ACTIVITY LIST |
(1) List the reinforcement-learning terms that the quoted passage in the comment on log probabilities below uses to describe logits.
(2) Continue the comment on log probabilities below from where it stops.

TEXT |
● ● ● ● ●
Comment by lyu07282

3 days ago

I was under the impression that log probabilities don't work like that / they aren't really useful to be interpreted as probabilities?

https://news.ycombinator.com/item?id=42684629

> the logits aren't telling you anything like 'what is the probability in a random sample of Internet text of the next token', but are closer to a Bellman value function, expressing the model's belief as to what would be the net reward from picking each possible BPE as an 'action' and then continuing to pick the optimal BPE after that (ie. following its policy until the episode terminates). Because there is usually 1 best action, it tries to put the largest value on that action, and assign very small values to the rest (no matter how plausible each of them might be if you were looking at random Internet text)
● ● ● ● ●
DATASET RECORDS |
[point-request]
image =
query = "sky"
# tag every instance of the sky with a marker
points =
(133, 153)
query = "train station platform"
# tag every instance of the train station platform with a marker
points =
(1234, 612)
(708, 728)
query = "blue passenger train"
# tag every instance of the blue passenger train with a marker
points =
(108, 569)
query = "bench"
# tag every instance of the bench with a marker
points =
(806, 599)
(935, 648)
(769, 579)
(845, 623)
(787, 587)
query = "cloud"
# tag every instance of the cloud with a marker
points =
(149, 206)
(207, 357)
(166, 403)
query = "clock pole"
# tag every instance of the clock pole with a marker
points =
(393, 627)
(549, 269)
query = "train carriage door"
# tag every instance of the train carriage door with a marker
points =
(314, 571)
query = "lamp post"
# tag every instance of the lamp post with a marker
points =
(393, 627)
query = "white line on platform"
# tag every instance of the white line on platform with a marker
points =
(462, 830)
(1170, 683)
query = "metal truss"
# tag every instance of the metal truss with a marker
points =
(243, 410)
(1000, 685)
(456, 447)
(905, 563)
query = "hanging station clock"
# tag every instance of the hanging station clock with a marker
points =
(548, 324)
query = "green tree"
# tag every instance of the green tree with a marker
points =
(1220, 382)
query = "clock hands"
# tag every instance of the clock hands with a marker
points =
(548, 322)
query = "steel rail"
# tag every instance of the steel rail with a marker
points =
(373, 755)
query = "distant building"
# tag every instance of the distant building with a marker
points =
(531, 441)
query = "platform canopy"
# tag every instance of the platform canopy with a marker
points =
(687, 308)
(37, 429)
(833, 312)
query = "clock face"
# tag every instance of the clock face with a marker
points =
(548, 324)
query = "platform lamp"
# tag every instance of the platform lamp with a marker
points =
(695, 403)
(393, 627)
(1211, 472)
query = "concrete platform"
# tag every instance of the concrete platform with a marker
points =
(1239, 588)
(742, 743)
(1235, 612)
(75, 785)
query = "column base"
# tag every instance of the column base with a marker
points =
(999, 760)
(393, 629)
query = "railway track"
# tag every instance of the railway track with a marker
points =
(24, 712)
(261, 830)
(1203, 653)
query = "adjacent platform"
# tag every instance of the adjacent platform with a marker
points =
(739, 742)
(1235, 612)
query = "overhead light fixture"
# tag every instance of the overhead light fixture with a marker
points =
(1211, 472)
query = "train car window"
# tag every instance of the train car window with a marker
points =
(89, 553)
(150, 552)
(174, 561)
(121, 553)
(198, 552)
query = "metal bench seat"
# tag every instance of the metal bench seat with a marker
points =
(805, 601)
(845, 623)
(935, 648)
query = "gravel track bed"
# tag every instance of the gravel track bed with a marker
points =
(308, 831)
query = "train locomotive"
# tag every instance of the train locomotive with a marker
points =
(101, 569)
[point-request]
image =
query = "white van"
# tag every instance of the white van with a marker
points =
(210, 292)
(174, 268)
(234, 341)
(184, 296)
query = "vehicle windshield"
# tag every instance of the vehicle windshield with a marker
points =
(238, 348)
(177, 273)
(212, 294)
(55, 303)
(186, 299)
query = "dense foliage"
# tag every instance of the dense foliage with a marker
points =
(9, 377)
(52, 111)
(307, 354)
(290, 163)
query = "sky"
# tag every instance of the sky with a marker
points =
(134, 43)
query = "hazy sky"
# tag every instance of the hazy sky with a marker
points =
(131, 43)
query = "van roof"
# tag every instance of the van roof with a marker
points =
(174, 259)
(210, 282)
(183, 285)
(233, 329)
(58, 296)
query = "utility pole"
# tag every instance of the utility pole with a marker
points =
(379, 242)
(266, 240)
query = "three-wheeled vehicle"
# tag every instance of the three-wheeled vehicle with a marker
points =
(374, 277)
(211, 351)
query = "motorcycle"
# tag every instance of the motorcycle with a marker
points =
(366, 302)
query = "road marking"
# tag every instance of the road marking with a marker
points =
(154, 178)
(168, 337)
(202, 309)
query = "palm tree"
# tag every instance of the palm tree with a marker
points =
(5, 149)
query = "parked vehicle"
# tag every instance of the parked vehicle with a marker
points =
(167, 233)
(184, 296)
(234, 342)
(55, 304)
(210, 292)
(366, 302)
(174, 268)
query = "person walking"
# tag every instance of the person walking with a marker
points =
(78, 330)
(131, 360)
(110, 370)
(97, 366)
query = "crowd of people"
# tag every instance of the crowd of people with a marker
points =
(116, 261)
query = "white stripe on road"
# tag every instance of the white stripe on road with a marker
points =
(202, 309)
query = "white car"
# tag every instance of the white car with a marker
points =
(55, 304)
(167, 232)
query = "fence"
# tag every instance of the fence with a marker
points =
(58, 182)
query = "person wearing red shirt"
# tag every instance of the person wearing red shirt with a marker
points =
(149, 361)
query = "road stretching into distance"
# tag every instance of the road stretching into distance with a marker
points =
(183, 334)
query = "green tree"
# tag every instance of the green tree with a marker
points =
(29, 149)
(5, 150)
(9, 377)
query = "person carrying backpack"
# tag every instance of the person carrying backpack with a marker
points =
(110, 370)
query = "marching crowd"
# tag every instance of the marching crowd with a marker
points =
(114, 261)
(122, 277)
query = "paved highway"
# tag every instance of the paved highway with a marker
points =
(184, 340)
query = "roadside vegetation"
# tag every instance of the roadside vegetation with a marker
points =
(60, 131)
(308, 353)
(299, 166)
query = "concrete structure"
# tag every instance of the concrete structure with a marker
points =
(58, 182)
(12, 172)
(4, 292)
● ● ● ● ●
TASK-BY-TASK RESULTS |
(1)
- Bellman value function
- (net) reward
- action
- policy
- episode

(2)
Yes it is true that the model has undergone SFT, and RLHF, and other alignment procedures, and hence the logprobs do not reflect the probability of the next token as in the pre-training corpus. Nevertheless, in concrete applications such as our main internal use-case: structured data extraction from pdf documents it revealed very valuable. When the value was obviously well extracted, the logprob was high and when the information was super hard to find or impossible the model would output - or hallucinate - some value with much lower logprob.

Perplexity: a metric, often used to evaluate LLMs, is derived from the negative average logprob of the tokens in a test set. Lower perplexity indicates that the model assigns higher probabilities to the observed tokens, reflecting better language modeling.